[ОПИСАНИЕ ЗАДАЧИ] Пожалуйста, подхватите приведённый ниже текст о языке в романе и продолжите его сразу после последнего предложения.

[ТЕКСТ]

Язык в романе, таким образом, предстает как орудие «системы», лишающее человека свободы и возможности реализовать свое внутреннее живое «я». Показательно, что многие персонажи в эмоционально кульминационные моменты сюжетного развития осознают, что вместо того, чтобы отдаться непосредственному потоку чувств, сосредоточенно размышляют над вопросами лексики и орфографии: Хэл в приемной ректора, где решается его дальнейшая профессиональная судьба, подробно комментирует про себя речевую ошибку тренера [Ibid. P. 6]; Дон в сцене расправы над его бывшим товарищем старательно вспоминает правописание слова «cruel» [Ibid. P. 980]; Эврил собирается выписать для Марио словарные значения сложных слов из использованных ей в разговоре вместо того, чтобы вглядеться в реально вырисовывающуюся в этом разговоре проблему отношений внутри семьи [Ibid. P. 767]. Таким образом, борьба цен-
тральных персонажей против «зачаровывания сознания языком» приобретает черты борьбы за обретение своего подлинно человеческого «я», истинную свободу, о которой так много рассуждают в романе.

[ИЗВЛЕЧЁННЫЕ ДАННЫЕ]
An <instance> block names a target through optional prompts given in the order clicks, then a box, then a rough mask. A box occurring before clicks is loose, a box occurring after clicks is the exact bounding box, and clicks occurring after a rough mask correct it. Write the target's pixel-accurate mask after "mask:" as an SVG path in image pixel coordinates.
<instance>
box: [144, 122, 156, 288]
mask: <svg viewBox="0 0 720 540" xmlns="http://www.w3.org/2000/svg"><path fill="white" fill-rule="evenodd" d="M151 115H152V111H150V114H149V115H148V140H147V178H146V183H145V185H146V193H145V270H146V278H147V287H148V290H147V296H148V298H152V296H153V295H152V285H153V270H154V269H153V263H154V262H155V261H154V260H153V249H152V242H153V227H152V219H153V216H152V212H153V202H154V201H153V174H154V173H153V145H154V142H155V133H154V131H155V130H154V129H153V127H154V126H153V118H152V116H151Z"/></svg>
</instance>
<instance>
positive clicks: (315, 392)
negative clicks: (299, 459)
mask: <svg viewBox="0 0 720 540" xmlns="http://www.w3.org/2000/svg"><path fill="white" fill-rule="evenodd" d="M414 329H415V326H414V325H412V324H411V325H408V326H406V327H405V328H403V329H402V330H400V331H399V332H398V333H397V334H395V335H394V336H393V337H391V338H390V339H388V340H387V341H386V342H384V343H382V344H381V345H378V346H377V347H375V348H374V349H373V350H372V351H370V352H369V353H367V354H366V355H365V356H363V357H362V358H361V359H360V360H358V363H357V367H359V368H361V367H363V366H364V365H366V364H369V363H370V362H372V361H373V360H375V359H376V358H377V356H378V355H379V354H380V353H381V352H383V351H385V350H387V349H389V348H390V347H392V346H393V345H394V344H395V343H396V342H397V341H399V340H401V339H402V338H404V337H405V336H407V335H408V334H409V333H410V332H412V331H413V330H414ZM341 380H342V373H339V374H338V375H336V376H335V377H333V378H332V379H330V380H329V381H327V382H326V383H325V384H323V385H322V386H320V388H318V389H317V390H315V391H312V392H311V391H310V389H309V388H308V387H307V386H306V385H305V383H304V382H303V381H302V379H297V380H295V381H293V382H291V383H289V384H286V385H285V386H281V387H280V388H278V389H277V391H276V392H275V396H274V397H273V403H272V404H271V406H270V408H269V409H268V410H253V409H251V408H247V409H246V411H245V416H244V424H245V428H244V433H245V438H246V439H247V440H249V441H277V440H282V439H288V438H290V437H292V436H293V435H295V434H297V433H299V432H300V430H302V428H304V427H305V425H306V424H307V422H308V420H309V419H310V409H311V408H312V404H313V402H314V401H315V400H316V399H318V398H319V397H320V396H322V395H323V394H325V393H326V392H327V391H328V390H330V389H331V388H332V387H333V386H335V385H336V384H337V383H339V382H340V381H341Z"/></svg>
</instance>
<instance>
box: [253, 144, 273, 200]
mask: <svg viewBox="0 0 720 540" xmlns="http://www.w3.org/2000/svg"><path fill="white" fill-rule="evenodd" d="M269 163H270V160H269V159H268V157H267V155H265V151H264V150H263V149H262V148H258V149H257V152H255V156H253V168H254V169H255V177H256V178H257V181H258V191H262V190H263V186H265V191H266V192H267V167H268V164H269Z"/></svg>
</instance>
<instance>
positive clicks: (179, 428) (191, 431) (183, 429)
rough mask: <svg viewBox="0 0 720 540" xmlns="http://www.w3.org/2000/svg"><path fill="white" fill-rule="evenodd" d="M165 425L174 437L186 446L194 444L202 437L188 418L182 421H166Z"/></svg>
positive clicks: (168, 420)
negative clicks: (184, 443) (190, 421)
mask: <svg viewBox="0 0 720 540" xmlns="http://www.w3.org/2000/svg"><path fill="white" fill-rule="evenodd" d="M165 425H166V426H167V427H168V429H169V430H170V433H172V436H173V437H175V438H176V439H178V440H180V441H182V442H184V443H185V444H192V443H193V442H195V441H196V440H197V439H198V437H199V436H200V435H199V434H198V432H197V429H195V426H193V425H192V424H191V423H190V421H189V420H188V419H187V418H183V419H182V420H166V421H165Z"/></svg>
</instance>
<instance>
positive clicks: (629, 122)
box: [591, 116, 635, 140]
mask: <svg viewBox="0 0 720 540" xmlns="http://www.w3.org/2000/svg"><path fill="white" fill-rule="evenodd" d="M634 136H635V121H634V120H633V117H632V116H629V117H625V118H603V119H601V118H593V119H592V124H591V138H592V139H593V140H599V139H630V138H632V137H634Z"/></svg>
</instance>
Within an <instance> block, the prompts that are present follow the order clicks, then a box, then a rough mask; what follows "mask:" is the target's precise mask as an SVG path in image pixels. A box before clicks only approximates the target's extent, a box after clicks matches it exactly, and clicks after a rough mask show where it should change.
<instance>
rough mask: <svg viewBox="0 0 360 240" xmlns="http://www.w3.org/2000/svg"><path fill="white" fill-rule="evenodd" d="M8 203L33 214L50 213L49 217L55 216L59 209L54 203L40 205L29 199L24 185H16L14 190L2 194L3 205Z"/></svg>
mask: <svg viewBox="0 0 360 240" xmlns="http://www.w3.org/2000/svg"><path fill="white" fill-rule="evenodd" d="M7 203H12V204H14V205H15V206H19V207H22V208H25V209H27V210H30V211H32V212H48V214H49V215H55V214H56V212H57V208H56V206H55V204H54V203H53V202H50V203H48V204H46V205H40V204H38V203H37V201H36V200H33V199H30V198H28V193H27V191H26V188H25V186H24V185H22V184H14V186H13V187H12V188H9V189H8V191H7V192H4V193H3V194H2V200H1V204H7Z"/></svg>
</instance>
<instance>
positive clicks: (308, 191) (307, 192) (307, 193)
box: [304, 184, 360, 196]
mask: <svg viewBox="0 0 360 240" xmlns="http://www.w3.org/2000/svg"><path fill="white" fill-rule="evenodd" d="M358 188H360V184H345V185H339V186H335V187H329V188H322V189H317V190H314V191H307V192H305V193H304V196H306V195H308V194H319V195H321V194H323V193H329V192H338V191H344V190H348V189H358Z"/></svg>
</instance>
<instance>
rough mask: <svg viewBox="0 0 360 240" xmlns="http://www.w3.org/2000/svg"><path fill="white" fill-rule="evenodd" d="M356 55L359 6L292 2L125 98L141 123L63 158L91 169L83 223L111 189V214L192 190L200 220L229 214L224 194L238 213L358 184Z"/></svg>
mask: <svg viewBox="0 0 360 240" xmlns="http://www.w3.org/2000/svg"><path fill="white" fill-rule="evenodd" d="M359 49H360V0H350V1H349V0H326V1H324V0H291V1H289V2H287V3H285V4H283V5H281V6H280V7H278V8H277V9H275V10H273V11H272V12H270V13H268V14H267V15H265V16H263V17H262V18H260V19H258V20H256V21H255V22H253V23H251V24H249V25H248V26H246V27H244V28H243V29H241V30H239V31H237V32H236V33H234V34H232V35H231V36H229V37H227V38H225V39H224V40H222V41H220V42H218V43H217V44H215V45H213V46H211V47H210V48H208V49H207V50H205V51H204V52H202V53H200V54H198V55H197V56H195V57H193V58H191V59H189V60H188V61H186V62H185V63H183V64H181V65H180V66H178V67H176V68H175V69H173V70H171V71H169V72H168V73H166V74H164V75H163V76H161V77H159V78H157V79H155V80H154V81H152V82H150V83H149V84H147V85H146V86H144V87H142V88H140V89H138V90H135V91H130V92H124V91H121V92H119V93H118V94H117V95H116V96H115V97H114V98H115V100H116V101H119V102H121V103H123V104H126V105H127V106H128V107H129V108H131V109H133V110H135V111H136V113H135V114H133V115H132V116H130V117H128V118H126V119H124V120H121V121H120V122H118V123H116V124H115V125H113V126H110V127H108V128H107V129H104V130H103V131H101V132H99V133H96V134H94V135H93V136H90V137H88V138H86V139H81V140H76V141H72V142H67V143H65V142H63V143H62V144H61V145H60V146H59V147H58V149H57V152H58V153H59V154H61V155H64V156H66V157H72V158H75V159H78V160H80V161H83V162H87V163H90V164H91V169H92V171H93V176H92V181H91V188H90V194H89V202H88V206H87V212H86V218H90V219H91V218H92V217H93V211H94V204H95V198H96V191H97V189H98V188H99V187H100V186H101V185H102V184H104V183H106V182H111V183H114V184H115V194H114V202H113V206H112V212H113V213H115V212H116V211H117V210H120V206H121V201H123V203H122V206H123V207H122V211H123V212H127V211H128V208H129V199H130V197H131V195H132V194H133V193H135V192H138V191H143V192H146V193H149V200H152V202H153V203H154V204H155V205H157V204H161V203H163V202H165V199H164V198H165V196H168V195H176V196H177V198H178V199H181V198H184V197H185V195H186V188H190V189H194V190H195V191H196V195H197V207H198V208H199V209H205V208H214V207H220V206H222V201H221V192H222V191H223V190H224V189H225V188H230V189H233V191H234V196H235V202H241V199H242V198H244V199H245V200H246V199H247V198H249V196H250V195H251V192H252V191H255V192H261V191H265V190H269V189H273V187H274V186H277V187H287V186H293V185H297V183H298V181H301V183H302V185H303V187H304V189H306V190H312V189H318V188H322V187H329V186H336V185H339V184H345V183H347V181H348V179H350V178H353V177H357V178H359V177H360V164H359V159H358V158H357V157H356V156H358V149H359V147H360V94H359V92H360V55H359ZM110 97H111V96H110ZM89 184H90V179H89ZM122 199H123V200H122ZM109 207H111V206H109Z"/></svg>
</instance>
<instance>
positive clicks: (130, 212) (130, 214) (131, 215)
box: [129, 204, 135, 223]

[МЕСТО ДЛЯ ОТВЕТА]
Но трагический пафос произведения в конечном счете проистекает из финального признания автором и читателем справедливости утверждения Витгенштейна о том, что «вырваться за пределы языка» не представляется возможным: «Этот прорыв сквозь решетку нашей клетки абсолютно безнадежен» [16. С. 245]. Уоллес разделяет мысль философа о том, что мы все находимся «в языке» как единственно возможной реальности. Оказаться в другой языковой игре по собственному выбору невозможно. Поэтому единственная отчаянная форма демонстрации протеста против подавления личности языковой «системой», остающаяся человеку в этой ситуации, -это замолчать, физически отказаться от использования языка. Подобное нонконформистское решение уже предвосхищали немые фильмы Джеймса, о которых речь шла выше. По этому же пути двигаются и главные герои романа. Не случайно их молчание обрамляет роман в его сильных позициях: произведение начинается хронологическим предвосхищением финала - молчанием Хэла во время собеседования в университете Аризоны и заканчивается молчанием Дона, который в результате тяжелой травмы теряет способность говорить.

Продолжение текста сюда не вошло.